▸ **Work instructions**
Each line below should be set down again unchanged.

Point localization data

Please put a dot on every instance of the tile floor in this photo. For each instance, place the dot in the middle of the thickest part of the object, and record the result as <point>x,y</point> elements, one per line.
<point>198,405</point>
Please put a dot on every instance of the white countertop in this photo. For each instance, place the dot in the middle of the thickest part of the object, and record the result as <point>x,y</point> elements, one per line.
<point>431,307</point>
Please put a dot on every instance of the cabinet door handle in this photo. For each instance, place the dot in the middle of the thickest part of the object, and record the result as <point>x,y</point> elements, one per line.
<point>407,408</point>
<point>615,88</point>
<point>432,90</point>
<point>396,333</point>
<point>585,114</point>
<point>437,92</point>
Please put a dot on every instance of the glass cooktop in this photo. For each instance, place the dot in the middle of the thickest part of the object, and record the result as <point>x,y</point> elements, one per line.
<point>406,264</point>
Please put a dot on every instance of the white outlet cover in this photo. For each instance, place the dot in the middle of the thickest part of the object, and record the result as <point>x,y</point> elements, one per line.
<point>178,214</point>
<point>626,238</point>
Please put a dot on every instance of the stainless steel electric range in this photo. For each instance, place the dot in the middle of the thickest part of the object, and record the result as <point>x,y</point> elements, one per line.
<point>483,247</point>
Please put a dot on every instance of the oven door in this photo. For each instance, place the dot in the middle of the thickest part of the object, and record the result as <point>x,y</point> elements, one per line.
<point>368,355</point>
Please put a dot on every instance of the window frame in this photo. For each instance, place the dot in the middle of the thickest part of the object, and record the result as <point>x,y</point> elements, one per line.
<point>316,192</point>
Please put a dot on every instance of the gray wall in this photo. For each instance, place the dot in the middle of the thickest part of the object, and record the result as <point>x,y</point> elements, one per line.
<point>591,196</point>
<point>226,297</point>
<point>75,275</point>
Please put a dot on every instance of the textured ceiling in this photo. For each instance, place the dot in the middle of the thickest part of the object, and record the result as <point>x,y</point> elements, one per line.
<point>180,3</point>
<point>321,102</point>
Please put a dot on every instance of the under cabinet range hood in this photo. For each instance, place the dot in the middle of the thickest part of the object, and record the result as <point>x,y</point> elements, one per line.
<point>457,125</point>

▸ **Reply to the exercise**
Please put a dot on every instance of the tile floor in this photo. For each instance, place the dot in the middle of the thickest part of the object, and record the result as <point>x,y</point> elements, one per line.
<point>198,405</point>
Please put a dot on every instance of the white countertop in this photo. For each instance, place the dot in the middle of the thickest part of the object, and record the result as <point>x,y</point> elements, one per line.
<point>431,307</point>
Please put a dot on every instance of the cabinet door handle in this photo. For each instance, place the dot in the middle of the thickest part of the object, and record the result as <point>x,y</point> elements, one per line.
<point>407,408</point>
<point>615,88</point>
<point>432,90</point>
<point>396,333</point>
<point>585,114</point>
<point>437,92</point>
Please put a dot on every instance of the glass cooktop in this photo. For each instance, place the dot in the middle of the thickest part of the object, and record the result as <point>x,y</point> elements, one per line.
<point>406,264</point>
Please put a dot on every instance of the white outlet cover in this photo. For each instance, place the dot in the middle of the thickest part of the object, and record the result as <point>x,y</point> elements, one per line.
<point>178,214</point>
<point>626,238</point>
Please put a dot on every instance of the stainless steel electric range in this photo. For each instance, place the dot in the middle of the thickest part of the object, and record the result as <point>x,y</point> elements, one per line.
<point>483,247</point>
Please put a dot on every instance of the oven door in this photo. For each instance, place the dot in the middle of the thickest part of the object, and record the result as <point>x,y</point> elements, one per line.
<point>368,355</point>
Please put a dot on every instance of the window frame in this photo. For each instance, place the dot in the middle of the thickest part of the object, and record the result as <point>x,y</point> elements, one per line.
<point>316,192</point>
Please put a dot on every instance of the gray wall in this photo. For each instance, place the dot in the middle of the thickest part of the object, and record the result as <point>x,y</point> elements, one per line.
<point>591,196</point>
<point>226,297</point>
<point>75,275</point>
Please put a dot on every instance of the textured ceiling in this photo. For each instance, place the dot in the middle of the thickest part of the object, and record the result as <point>x,y</point> elements, one per line.
<point>180,3</point>
<point>321,102</point>
Please put a dot on every instance of the under cabinet range hood in this photo. For each instance, place the dot in the middle of the thickest part of the object, and record the result as <point>x,y</point> elements, one per line.
<point>457,125</point>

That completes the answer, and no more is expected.